> YOUR TASK
From the records below, list every line that contains the string "spout". Copy each of those lines in full.

Data records
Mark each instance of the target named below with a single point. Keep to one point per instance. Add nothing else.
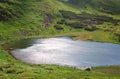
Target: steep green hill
(93, 20)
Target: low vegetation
(20, 19)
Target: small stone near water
(85, 68)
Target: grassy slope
(31, 24)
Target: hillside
(108, 6)
(91, 20)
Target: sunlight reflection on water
(65, 51)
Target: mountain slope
(108, 6)
(44, 17)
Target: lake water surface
(65, 51)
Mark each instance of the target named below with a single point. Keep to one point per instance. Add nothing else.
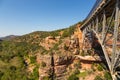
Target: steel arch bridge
(102, 29)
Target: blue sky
(18, 17)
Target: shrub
(107, 76)
(73, 77)
(65, 47)
(100, 68)
(43, 64)
(98, 78)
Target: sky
(19, 17)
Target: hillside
(54, 55)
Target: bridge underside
(102, 30)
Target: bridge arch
(102, 29)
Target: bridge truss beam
(104, 27)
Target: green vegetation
(74, 76)
(99, 68)
(98, 78)
(43, 64)
(107, 76)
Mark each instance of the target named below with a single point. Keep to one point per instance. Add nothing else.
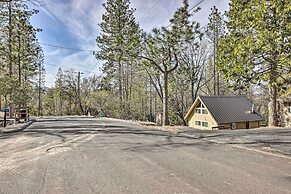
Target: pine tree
(215, 31)
(164, 45)
(256, 49)
(118, 43)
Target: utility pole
(39, 89)
(79, 91)
(10, 49)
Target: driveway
(272, 140)
(88, 155)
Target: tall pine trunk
(273, 112)
(165, 100)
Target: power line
(196, 5)
(66, 68)
(67, 48)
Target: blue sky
(74, 24)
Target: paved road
(273, 140)
(86, 155)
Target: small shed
(223, 112)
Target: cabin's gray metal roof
(230, 109)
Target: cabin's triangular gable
(191, 111)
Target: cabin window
(201, 111)
(198, 110)
(205, 124)
(204, 111)
(198, 123)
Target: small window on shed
(198, 123)
(198, 110)
(204, 111)
(205, 124)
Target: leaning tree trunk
(273, 112)
(165, 101)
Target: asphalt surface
(272, 140)
(88, 155)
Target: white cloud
(53, 53)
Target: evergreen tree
(215, 31)
(118, 43)
(164, 45)
(256, 49)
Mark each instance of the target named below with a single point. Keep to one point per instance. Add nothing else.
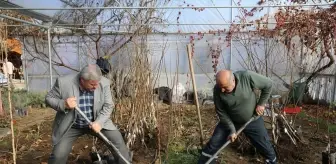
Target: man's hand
(96, 127)
(71, 103)
(260, 110)
(232, 137)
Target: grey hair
(91, 72)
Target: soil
(34, 140)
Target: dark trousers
(255, 131)
(61, 151)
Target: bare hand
(71, 103)
(232, 137)
(95, 127)
(260, 110)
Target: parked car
(3, 79)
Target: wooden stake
(9, 82)
(195, 91)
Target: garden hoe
(109, 143)
(229, 141)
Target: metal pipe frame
(169, 7)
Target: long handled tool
(104, 138)
(229, 141)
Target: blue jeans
(255, 131)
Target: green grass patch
(178, 154)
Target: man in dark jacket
(236, 103)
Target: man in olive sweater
(236, 103)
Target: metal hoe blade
(104, 137)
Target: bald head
(225, 80)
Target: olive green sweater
(236, 108)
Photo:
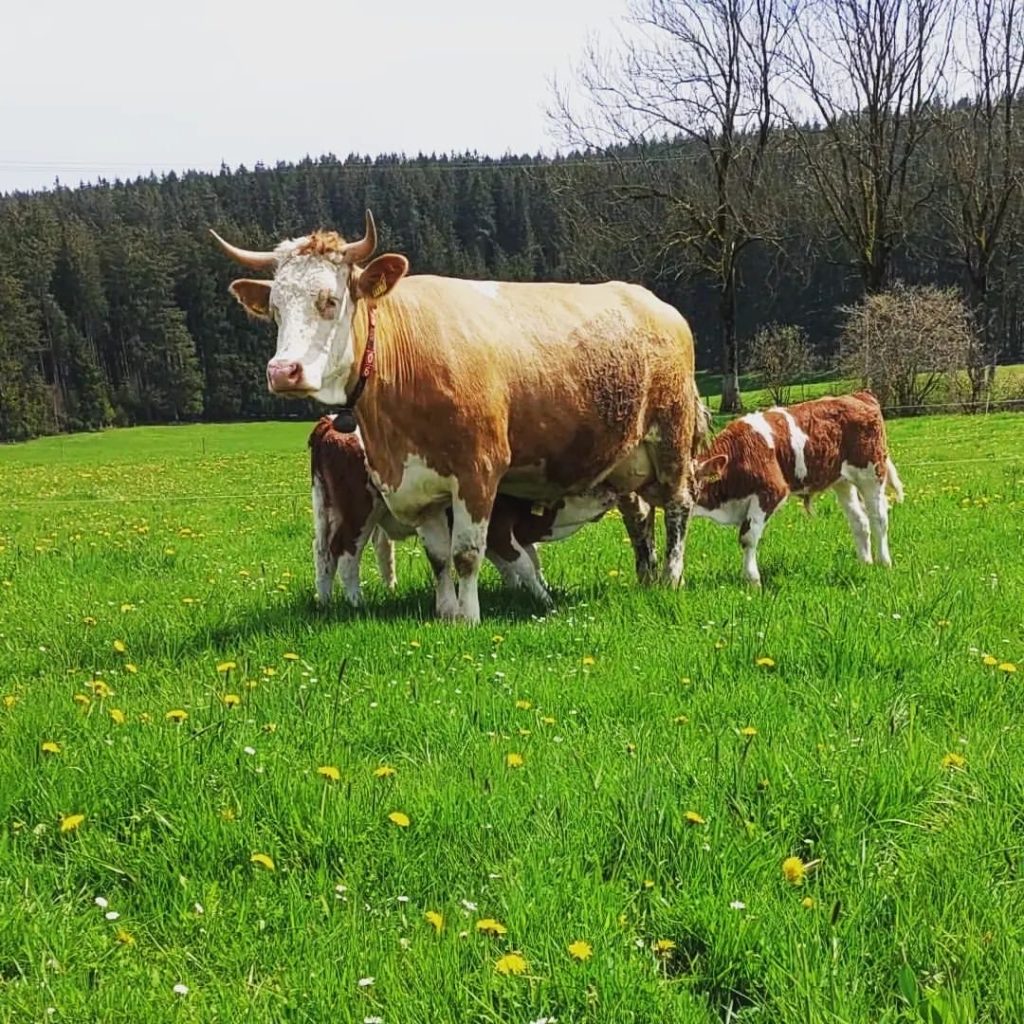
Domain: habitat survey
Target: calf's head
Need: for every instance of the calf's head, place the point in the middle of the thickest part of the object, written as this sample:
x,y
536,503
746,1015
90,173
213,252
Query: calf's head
x,y
312,299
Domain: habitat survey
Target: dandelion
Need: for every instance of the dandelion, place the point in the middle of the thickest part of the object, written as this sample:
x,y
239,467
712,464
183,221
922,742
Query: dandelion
x,y
511,964
794,870
487,926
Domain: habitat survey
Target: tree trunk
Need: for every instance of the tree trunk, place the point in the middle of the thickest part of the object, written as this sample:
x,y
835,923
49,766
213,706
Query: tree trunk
x,y
731,400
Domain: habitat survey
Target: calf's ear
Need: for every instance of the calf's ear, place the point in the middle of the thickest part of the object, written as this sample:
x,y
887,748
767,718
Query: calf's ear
x,y
711,469
254,295
381,275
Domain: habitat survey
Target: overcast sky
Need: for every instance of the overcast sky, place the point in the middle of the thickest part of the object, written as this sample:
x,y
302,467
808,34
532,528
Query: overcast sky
x,y
115,88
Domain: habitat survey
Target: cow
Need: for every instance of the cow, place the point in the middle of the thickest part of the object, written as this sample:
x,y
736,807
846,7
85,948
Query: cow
x,y
757,461
464,387
348,511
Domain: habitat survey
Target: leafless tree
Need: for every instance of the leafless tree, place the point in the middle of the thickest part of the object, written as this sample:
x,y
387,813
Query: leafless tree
x,y
983,169
866,75
706,71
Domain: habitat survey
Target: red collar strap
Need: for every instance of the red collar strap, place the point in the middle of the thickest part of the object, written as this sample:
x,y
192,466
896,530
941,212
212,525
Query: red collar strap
x,y
345,419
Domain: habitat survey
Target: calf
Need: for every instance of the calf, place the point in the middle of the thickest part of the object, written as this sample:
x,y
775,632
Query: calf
x,y
348,510
759,460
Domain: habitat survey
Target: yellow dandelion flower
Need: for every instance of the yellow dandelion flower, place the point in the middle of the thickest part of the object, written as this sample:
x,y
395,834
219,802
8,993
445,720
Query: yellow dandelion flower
x,y
487,926
794,870
511,964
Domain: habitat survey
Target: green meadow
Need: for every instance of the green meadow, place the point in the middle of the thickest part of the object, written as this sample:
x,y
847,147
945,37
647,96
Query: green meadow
x,y
218,803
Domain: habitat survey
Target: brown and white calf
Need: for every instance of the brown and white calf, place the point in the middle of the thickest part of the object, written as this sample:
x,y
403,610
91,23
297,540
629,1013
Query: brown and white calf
x,y
759,460
348,511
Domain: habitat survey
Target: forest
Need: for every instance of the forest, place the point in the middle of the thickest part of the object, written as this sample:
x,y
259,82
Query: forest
x,y
114,307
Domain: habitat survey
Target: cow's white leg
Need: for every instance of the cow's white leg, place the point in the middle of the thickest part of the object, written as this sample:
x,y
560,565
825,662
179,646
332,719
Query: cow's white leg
x,y
384,547
850,502
325,563
469,541
750,536
677,516
873,493
437,540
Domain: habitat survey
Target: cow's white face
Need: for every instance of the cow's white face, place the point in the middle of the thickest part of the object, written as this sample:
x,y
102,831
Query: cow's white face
x,y
312,305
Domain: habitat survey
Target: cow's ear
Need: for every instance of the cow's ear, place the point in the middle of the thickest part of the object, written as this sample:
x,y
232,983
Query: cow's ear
x,y
254,295
381,275
709,470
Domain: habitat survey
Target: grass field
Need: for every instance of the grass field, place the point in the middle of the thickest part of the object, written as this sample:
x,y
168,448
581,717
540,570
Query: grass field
x,y
210,833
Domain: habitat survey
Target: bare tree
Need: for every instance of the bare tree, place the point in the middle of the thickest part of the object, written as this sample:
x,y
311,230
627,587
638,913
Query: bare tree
x,y
983,169
867,74
707,72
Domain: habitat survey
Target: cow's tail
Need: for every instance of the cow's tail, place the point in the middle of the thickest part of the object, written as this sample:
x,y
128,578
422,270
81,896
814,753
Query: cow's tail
x,y
893,482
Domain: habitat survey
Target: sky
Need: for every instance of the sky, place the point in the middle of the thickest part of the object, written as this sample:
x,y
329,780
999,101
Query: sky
x,y
113,88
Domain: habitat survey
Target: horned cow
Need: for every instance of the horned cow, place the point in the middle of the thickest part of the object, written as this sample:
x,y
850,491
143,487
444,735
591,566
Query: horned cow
x,y
759,460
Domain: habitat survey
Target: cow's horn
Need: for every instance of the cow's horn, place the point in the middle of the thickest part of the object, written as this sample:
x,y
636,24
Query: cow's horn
x,y
247,257
356,252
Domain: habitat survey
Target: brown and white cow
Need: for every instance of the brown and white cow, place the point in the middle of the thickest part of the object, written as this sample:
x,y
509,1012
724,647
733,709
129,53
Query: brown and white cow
x,y
759,460
348,511
543,390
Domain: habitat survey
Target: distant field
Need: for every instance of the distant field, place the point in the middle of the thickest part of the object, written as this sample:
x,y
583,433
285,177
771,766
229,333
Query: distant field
x,y
621,773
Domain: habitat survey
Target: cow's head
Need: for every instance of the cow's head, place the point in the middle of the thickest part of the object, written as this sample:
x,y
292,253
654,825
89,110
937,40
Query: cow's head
x,y
312,299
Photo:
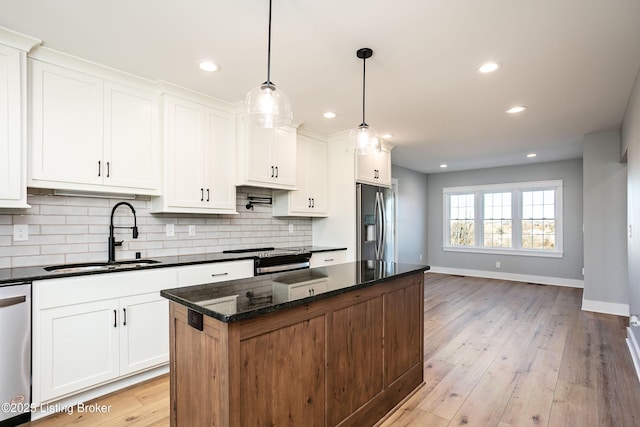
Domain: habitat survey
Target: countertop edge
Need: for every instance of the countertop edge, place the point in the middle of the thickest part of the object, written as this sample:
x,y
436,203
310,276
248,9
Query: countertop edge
x,y
31,274
232,318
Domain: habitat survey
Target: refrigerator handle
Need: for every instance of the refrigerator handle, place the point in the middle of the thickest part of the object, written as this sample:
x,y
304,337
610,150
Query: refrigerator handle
x,y
383,226
377,213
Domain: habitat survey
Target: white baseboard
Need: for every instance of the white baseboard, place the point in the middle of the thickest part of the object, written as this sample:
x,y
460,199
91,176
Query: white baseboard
x,y
635,350
605,307
67,404
542,280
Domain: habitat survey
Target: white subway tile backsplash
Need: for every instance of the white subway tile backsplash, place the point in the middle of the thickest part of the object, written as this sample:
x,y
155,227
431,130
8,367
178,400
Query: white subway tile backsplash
x,y
69,229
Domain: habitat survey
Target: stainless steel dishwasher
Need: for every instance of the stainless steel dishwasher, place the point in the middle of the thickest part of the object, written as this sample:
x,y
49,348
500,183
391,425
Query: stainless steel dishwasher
x,y
15,353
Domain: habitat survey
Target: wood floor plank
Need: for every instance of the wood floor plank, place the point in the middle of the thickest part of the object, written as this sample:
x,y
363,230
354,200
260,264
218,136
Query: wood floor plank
x,y
497,353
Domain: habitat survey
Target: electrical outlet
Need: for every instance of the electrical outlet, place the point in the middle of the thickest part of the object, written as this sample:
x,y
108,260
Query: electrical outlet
x,y
20,232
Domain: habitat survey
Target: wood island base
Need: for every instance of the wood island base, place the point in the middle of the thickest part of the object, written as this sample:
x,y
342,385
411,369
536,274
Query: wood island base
x,y
345,360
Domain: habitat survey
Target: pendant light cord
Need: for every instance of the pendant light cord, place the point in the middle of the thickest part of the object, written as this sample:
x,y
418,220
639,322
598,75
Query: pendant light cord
x,y
269,48
364,78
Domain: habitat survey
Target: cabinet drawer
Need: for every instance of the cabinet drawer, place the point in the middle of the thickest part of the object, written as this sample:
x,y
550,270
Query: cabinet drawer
x,y
321,259
215,272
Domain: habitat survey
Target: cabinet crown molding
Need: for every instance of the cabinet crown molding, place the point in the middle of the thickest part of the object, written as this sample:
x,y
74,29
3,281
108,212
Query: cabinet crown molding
x,y
18,40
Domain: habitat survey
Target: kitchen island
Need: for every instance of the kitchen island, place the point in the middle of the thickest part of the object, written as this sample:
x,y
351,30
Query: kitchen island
x,y
338,345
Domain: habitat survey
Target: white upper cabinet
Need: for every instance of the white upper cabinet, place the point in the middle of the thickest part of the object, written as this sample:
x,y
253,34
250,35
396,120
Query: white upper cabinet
x,y
267,157
310,198
374,167
199,157
13,77
90,133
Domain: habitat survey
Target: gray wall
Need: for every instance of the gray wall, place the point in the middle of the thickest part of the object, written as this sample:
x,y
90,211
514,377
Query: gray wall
x,y
411,225
568,267
631,147
605,219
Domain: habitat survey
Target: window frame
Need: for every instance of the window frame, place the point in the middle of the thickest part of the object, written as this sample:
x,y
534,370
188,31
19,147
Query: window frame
x,y
516,189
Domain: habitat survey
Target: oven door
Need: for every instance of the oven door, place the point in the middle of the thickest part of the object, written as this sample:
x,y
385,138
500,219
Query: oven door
x,y
276,264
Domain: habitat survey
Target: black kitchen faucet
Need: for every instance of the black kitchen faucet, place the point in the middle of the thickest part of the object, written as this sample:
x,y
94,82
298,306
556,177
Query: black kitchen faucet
x,y
112,239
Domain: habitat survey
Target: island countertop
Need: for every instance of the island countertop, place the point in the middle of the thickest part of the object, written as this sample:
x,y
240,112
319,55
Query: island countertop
x,y
243,299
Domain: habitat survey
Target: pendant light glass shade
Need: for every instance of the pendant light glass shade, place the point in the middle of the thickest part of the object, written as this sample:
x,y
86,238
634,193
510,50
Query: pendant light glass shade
x,y
364,138
265,105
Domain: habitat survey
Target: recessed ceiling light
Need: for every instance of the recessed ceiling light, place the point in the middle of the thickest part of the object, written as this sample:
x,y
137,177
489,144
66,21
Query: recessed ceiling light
x,y
517,109
209,66
488,67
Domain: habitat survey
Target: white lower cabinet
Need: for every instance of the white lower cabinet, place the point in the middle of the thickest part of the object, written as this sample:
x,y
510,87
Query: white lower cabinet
x,y
90,330
144,332
78,347
322,259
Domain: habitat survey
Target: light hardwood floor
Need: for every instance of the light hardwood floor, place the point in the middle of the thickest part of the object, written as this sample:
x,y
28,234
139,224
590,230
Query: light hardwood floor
x,y
497,353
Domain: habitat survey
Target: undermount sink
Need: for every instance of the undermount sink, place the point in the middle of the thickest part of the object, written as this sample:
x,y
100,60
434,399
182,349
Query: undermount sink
x,y
99,266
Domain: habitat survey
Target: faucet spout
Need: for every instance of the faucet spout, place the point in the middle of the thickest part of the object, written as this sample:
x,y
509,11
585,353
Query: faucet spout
x,y
112,239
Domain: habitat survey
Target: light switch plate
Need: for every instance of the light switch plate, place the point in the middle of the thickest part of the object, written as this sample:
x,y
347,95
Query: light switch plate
x,y
20,232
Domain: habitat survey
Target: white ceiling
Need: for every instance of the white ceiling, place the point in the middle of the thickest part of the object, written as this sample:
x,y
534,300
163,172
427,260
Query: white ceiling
x,y
572,62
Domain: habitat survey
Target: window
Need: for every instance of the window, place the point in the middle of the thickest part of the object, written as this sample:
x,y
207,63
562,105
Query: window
x,y
497,220
519,218
461,221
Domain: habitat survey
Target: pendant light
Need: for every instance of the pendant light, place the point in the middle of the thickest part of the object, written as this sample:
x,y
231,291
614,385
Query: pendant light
x,y
265,105
364,137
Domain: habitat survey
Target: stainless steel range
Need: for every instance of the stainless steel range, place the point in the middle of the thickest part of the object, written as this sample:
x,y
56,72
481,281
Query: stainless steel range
x,y
271,260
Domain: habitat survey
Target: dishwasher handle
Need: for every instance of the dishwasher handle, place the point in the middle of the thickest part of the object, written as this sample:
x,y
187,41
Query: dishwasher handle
x,y
8,302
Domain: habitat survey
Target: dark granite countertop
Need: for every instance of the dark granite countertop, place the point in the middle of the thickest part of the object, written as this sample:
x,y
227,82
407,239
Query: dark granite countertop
x,y
243,299
28,274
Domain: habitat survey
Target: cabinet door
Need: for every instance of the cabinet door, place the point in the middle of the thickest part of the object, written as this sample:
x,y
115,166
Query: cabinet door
x,y
131,135
300,199
67,125
355,352
260,167
382,167
220,137
364,167
403,320
144,332
12,184
185,180
317,176
282,380
284,156
79,347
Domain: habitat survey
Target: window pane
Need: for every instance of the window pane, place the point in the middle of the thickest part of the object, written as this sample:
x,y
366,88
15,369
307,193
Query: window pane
x,y
461,221
497,227
538,220
461,233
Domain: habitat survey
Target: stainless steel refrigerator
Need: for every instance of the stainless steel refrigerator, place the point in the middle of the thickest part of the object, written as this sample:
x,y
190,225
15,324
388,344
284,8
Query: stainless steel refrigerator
x,y
376,223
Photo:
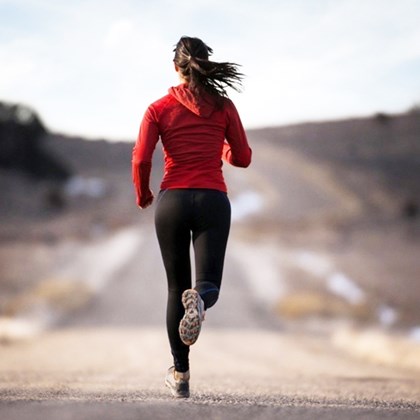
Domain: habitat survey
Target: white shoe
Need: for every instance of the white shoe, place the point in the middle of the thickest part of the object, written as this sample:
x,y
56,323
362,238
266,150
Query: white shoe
x,y
178,383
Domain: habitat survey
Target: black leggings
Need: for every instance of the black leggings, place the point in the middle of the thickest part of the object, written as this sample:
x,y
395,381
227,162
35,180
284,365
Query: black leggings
x,y
182,215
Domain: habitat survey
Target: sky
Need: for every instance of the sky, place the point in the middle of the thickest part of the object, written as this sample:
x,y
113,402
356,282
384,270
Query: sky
x,y
91,67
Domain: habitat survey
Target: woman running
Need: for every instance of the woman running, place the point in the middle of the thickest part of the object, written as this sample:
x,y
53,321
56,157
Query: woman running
x,y
198,126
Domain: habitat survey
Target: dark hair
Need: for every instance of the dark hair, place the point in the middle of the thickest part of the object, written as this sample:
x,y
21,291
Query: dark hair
x,y
192,58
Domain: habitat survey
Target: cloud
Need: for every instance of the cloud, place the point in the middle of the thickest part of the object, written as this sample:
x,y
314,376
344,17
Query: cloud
x,y
92,67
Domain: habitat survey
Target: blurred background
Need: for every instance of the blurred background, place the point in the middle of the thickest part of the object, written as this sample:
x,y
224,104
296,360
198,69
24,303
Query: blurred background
x,y
326,223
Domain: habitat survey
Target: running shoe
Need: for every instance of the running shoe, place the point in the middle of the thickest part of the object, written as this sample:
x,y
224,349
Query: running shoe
x,y
178,383
190,324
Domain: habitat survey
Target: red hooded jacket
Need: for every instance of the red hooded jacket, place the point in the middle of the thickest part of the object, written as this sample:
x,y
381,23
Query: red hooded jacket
x,y
196,134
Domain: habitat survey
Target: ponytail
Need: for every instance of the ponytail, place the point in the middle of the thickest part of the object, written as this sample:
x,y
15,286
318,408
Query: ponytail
x,y
192,58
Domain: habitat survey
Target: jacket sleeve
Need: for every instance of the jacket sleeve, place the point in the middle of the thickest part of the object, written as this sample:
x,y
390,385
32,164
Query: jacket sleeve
x,y
236,150
141,162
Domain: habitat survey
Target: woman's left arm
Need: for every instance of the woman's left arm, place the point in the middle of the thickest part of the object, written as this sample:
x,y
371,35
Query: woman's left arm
x,y
142,158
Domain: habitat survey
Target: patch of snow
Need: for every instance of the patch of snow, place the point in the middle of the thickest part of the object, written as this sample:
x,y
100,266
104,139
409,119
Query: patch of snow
x,y
96,264
261,270
90,187
245,204
343,286
313,263
387,316
415,334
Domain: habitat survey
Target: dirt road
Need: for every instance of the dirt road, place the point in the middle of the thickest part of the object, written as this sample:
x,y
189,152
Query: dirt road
x,y
108,359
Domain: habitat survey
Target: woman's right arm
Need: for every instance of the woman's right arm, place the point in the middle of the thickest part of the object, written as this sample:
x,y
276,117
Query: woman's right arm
x,y
236,150
142,158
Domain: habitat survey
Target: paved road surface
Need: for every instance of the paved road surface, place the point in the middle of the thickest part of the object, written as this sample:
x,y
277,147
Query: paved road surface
x,y
108,361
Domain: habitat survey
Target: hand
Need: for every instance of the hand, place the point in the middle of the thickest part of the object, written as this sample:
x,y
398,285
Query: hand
x,y
147,201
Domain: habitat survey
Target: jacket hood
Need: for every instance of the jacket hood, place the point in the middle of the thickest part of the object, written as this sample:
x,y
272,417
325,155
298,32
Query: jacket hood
x,y
202,106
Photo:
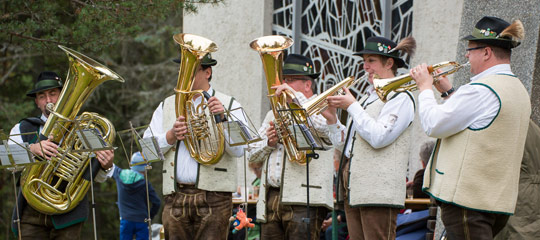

> OUTPUT BELOW
Target: faucet spout
Need: for every instance of the faucet spout, place the point in the middle of the thickest part of the object, written as this sample:
Query: faucet spout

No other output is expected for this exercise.